* [Items]:

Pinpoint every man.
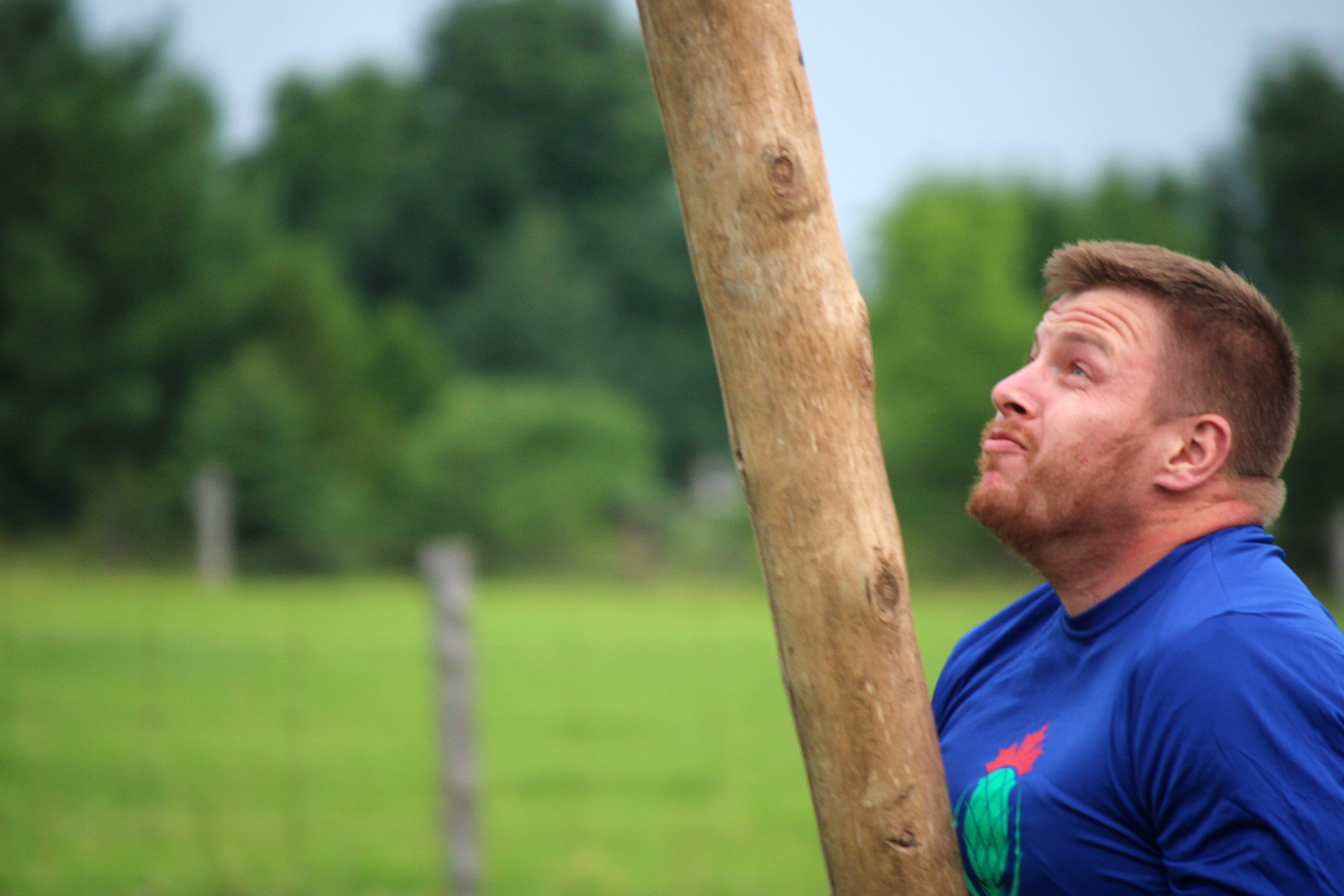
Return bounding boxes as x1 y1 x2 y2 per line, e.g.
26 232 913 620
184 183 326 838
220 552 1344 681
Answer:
934 243 1344 896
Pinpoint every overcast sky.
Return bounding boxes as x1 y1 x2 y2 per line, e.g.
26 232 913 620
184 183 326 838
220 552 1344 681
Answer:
77 0 1344 270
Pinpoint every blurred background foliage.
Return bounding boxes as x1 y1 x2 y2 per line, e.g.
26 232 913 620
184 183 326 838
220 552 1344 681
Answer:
0 0 1344 575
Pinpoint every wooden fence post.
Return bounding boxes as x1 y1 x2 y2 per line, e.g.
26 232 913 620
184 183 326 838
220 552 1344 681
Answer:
638 0 965 896
421 539 480 896
191 461 234 586
1326 501 1344 602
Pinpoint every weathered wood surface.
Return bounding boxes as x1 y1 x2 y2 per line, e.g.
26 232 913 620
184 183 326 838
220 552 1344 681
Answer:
421 539 481 896
638 0 965 896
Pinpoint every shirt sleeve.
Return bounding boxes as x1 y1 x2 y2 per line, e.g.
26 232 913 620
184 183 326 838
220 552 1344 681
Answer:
1126 612 1344 896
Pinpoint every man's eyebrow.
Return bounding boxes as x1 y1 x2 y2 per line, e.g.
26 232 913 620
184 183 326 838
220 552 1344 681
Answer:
1055 329 1114 357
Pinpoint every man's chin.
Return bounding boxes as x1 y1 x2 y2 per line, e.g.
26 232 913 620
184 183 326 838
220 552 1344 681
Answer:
966 470 1042 560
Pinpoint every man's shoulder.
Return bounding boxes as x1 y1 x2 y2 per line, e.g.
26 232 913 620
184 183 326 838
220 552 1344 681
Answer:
933 583 1062 716
1147 525 1344 645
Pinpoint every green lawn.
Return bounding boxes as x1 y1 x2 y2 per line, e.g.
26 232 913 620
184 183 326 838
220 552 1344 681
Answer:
0 566 1019 896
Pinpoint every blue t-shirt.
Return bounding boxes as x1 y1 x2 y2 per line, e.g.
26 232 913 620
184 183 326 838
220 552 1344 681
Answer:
933 525 1344 896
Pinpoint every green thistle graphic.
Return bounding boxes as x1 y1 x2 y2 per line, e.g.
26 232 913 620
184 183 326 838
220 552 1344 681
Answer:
955 723 1050 896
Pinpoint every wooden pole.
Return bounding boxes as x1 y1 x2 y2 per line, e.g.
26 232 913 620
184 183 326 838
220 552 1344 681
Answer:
191 461 234 586
638 0 965 896
421 539 481 896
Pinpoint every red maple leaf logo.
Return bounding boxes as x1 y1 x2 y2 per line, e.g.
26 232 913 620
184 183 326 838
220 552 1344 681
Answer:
985 721 1050 775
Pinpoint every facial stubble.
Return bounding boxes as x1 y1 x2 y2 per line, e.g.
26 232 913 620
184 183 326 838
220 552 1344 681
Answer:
966 423 1142 572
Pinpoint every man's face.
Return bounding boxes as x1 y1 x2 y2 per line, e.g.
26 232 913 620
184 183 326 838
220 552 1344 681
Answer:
966 289 1167 560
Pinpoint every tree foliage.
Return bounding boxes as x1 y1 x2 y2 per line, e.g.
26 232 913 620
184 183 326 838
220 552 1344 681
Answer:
246 0 723 477
0 0 246 531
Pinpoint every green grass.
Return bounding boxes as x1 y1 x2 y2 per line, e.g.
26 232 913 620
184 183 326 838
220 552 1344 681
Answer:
0 566 1017 896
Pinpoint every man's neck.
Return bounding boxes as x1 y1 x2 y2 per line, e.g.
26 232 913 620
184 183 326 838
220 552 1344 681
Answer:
1031 500 1262 615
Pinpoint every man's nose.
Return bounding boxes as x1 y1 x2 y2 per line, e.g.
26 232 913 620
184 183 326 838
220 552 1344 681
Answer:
989 367 1036 416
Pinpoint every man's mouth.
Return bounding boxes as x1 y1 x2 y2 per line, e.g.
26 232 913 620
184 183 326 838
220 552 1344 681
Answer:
980 425 1027 454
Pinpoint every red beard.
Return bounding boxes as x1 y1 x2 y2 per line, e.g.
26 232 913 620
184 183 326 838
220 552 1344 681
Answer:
966 422 1142 567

* [Work to do]: Format every line of the records above as a numbered list, leaving out blank lines and the pictures.

* [Correct result]:
1. Pinpoint every man.
2. Return bounding boxes as x1 y1 x2 y2 per line, e.g.
3. 26 232 913 620
4. 184 183 326 838
5. 220 552 1344 681
6. Answer:
7. 934 243 1344 896
8. Pinpoint every overcast sky.
9. Return bounding boxes as x1 y1 x2 y2 per line, e.g.
10. 26 232 913 620
11. 184 183 326 838
12. 220 552 1344 681
13. Answer:
14. 77 0 1344 270
15. Pinpoint every blurred background foliage.
16. Return bounding boxes as x1 y1 x2 y2 per line, e.g.
17. 26 232 913 620
18. 184 183 326 838
19. 220 552 1344 681
20. Answer:
21. 0 0 1344 575
22. Pinpoint every wooden fence post.
23. Return bounding boxes as x1 y1 x2 y2 per line, e.g.
24. 26 232 913 620
25. 184 183 326 838
26. 220 552 1344 681
27. Answer:
28. 638 0 965 896
29. 421 539 480 896
30. 191 461 234 586
31. 1326 501 1344 602
32. Pinpoint every weathered wood surface.
33. Return bounding boxes as x1 y1 x2 y2 per line, e.g.
34. 26 232 913 620
35. 184 183 326 838
36. 220 552 1344 681
37. Answer:
38. 421 539 481 896
39. 638 0 965 896
40. Pinpoint every shirt sleeve.
41. Return bounding boxes as x1 y1 x2 y2 per line, e.g.
42. 26 232 913 620
43. 184 183 326 838
44. 220 552 1344 681
45. Answer:
46. 1126 612 1344 896
47. Pinpoint every man's eyebrow.
48. Return bounding boxes as x1 y1 x2 y2 per line, e.g.
49. 26 232 913 620
50. 184 183 326 838
51. 220 552 1344 681
52. Answer:
53. 1055 329 1114 357
54. Pinpoint every man's chin.
55. Return bounding boxes as x1 y1 x2 y2 per line, e.g.
56. 26 232 913 620
57. 184 183 326 838
58. 220 552 1344 681
59. Answer:
60. 966 470 1042 560
61. Pinpoint every man's shoulder.
62. Return bounding boxes as x1 y1 x2 y2 per line, e.g.
63. 26 232 913 620
64. 184 183 326 838
65. 220 552 1344 681
66. Answer:
67. 933 583 1062 716
68. 1147 525 1344 645
69. Pinpoint every green lawn.
70. Return bounding boxes as x1 y1 x2 y2 per line, e.g.
71. 26 232 913 620
72. 184 183 326 838
73. 220 552 1344 681
74. Answer:
75. 0 566 1019 896
76. Pinpoint every blue t-shirt.
77. Return bounding boxes as x1 y1 x2 y2 per line, e.g.
78. 26 232 913 620
79. 184 183 326 838
80. 220 552 1344 681
81. Answer:
82. 933 525 1344 896
83. Pinpoint every green thistle graphic.
84. Return bounding boxes as x1 y1 x2 y2 per line, e.g.
85. 26 232 913 620
86. 184 183 326 838
87. 220 552 1344 681
88. Answer:
89. 955 723 1050 896
90. Pinpoint every wooden pole.
91. Return bounding boxes as x1 y1 x2 y2 per line, e.g.
92. 26 232 913 620
93. 184 183 326 838
94. 220 552 1344 681
95. Answer:
96. 191 461 234 586
97. 638 0 965 896
98. 421 539 481 896
99. Pinpoint every red maple leaf logo.
100. Return bounding boxes as x1 y1 x2 y2 per line, e.g.
101. 26 232 913 620
102. 184 183 326 838
103. 220 552 1344 681
104. Answer:
105. 985 721 1050 775
106. Pinpoint every facial stubble.
107. Return bounding boxes as x1 y1 x2 y2 per line, e.g.
108. 26 232 913 620
109. 184 183 326 838
110. 220 552 1344 681
111. Answer:
112. 966 423 1142 572
113. Pinpoint every man's face.
114. Return bounding boxes as x1 y1 x2 y2 per line, e.g.
115. 26 232 913 620
116. 184 183 326 838
117. 220 552 1344 681
118. Answer:
119. 966 289 1167 560
120. Pinpoint every tree foliage.
121. Return bounding boxes as x1 y1 x2 y2 per line, e.g.
122. 26 232 913 620
123. 184 183 326 838
124. 220 552 1344 681
125. Answer:
126. 246 0 723 477
127. 0 0 246 531
128. Pinpoint every green grass.
129. Return bounding boxes as x1 y1 x2 y2 per line, e.g.
130. 26 232 913 620
131. 184 183 326 838
132. 220 552 1344 681
133. Answer:
134. 0 566 1017 896
135. Pinpoint every man's neck.
136. Return bounding boxes as x1 y1 x2 y2 per line, e.g.
137. 26 232 913 620
138. 184 183 326 838
139. 220 552 1344 681
140. Answer:
141. 1031 500 1262 615
142. Pinpoint every man's nose.
143. Return bounding boxes as x1 y1 x2 y2 per line, e.g.
144. 26 232 913 620
145. 184 183 326 838
146. 220 552 1344 681
147. Answer:
148. 989 367 1036 416
149. Pinpoint every man's mouth.
150. Return bounding boxes as x1 y1 x2 y2 per line, e.g.
151. 26 232 913 620
152. 184 183 326 838
153. 220 552 1344 681
154. Answer:
155. 980 425 1027 454
156. Pinpoint every red beard.
157. Return bounding boxes as x1 y1 x2 y2 per line, e.g.
158. 26 232 913 620
159. 184 183 326 838
160. 220 552 1344 681
161. Answer:
162. 966 422 1142 567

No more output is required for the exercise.